■ Aim of the exercise
Recast every line of the data below as a Markdown table with two columns, Row and Text, giving each line its own numbered row and omitting blank lines. Leave the pictures out of the answer.

■ Region segmentation data
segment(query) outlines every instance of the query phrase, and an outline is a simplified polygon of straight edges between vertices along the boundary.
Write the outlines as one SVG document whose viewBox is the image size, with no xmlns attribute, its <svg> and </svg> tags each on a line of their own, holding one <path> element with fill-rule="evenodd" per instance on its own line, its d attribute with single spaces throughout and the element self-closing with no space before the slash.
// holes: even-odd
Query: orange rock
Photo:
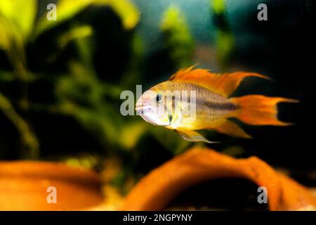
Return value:
<svg viewBox="0 0 316 225">
<path fill-rule="evenodd" d="M 211 149 L 195 148 L 144 177 L 129 193 L 119 210 L 164 210 L 190 186 L 219 178 L 246 179 L 266 187 L 270 210 L 316 206 L 316 198 L 306 188 L 256 157 L 235 159 Z"/>
<path fill-rule="evenodd" d="M 56 188 L 56 203 L 46 200 Z M 0 162 L 0 210 L 75 210 L 103 201 L 101 182 L 93 172 L 63 164 Z"/>
</svg>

■ Solution to this task
| Row | Text |
|---|---|
| 1 | segment(query) outlines every instance of the query phrase, and an outline is a simplified polygon of straight edges between vertices along the boundary. |
| 2 | Write the outlines as one SVG document whose viewBox is the image size, with no xmlns attribute, its <svg> and </svg> tags each on a line of their own, holding one <path> element with fill-rule="evenodd" per instance on its own line, its d attribute with single spaces throughout and the element self-closing with no space before the slash. |
| 3 | // holes: even-odd |
| 4 | Query: orange rock |
| 5 | Photo: |
| 6 | Return value: |
| 7 | <svg viewBox="0 0 316 225"> |
| 8 | <path fill-rule="evenodd" d="M 211 149 L 195 148 L 144 177 L 129 193 L 119 210 L 164 210 L 190 186 L 219 178 L 246 179 L 266 187 L 270 210 L 316 206 L 316 198 L 306 188 L 256 157 L 235 159 Z"/> |
| 9 | <path fill-rule="evenodd" d="M 56 188 L 56 203 L 46 200 Z M 0 162 L 0 210 L 75 210 L 103 201 L 101 182 L 93 172 L 63 164 Z"/> |
| 10 | </svg> |